● **THE RECORDS**:
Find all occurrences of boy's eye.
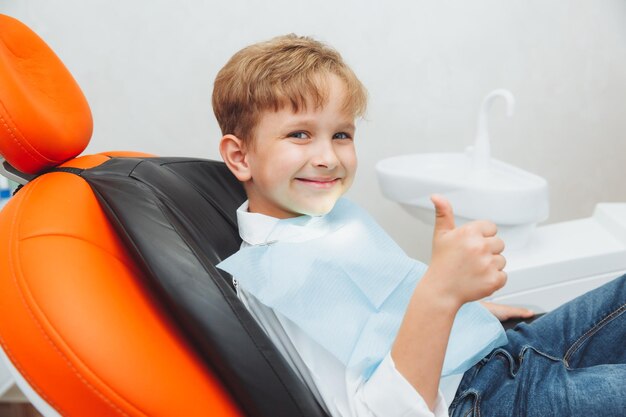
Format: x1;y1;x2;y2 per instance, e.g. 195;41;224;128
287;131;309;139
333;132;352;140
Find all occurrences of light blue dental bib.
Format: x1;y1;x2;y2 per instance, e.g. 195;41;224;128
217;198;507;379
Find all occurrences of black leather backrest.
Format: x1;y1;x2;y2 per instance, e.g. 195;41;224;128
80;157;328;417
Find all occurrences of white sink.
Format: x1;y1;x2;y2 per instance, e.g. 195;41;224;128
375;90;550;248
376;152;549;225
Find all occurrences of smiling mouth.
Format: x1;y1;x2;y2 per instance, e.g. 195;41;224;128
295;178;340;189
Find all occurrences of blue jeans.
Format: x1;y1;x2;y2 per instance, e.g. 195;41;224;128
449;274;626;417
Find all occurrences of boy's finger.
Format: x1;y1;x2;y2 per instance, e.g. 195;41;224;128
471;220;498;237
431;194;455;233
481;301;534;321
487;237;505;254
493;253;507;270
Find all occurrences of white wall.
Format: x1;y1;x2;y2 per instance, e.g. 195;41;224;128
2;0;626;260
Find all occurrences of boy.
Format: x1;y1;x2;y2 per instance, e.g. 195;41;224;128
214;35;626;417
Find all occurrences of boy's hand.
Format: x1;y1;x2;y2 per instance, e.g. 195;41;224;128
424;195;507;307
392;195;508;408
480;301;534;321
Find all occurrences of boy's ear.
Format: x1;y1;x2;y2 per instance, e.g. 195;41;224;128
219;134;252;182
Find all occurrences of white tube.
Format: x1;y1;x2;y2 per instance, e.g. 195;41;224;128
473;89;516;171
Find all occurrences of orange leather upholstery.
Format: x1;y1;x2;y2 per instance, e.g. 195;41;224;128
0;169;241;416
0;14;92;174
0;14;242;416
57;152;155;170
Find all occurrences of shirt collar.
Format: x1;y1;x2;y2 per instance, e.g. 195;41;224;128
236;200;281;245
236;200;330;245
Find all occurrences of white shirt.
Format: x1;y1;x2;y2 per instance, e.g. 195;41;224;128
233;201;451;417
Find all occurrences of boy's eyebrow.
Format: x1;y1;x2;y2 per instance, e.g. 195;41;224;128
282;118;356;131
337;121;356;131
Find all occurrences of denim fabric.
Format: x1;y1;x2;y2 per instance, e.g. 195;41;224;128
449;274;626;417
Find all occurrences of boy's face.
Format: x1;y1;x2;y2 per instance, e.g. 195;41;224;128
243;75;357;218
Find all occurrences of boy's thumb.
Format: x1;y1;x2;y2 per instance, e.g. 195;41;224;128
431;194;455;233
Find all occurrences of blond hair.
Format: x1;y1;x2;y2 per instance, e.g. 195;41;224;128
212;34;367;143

==

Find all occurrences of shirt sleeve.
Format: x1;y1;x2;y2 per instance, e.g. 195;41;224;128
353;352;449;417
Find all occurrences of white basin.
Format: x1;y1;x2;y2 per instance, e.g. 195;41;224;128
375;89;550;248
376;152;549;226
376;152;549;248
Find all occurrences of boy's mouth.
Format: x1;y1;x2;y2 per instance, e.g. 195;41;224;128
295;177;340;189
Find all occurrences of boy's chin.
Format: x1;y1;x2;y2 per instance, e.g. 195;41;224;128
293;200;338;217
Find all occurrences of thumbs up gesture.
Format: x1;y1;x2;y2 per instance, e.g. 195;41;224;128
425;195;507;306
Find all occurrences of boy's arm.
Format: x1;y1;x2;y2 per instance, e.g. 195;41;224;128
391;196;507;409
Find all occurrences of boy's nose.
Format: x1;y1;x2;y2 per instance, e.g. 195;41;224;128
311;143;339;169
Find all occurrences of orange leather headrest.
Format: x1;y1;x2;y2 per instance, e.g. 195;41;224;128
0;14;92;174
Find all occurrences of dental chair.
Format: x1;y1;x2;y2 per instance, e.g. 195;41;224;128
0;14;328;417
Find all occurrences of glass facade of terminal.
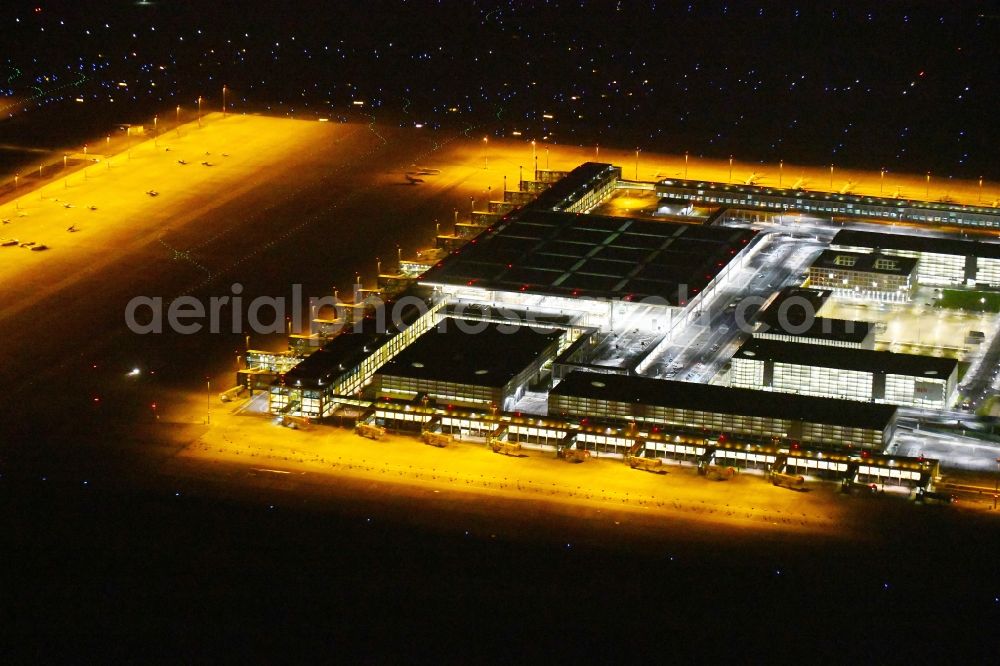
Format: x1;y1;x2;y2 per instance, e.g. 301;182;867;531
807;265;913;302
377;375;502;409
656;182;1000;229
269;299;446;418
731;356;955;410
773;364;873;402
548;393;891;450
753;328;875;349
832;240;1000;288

● **THE PROBLEM**: Taking the lines above, repeat exactly those from the line that contains "Find all occurrences of blue jeans." through the line that contains "Find all occurrences of boy's hand.", and both of those lines as well. Include nothing else.

● **RESPONSE TO THE EXERCISE**:
Find all occurrences of blue jeans.
Format: x1;y1;x2;y2 per instance, e.g. 195;41;224;128
449;274;626;417
Find all occurrences of boy's finger.
Format: x1;y1;x2;y2 per instance, e.g. 195;41;224;128
471;220;498;237
431;194;455;233
481;301;534;321
487;237;505;254
493;253;507;270
Find all occurrences of white wall.
Format: x1;y1;x2;y2 per instance, e.g. 195;41;224;128
2;0;626;260
Find all occurrences of boy.
Format: x1;y1;x2;y2 per instance, e.g. 195;41;224;128
214;35;626;417
Find all occurrences of boy's hand.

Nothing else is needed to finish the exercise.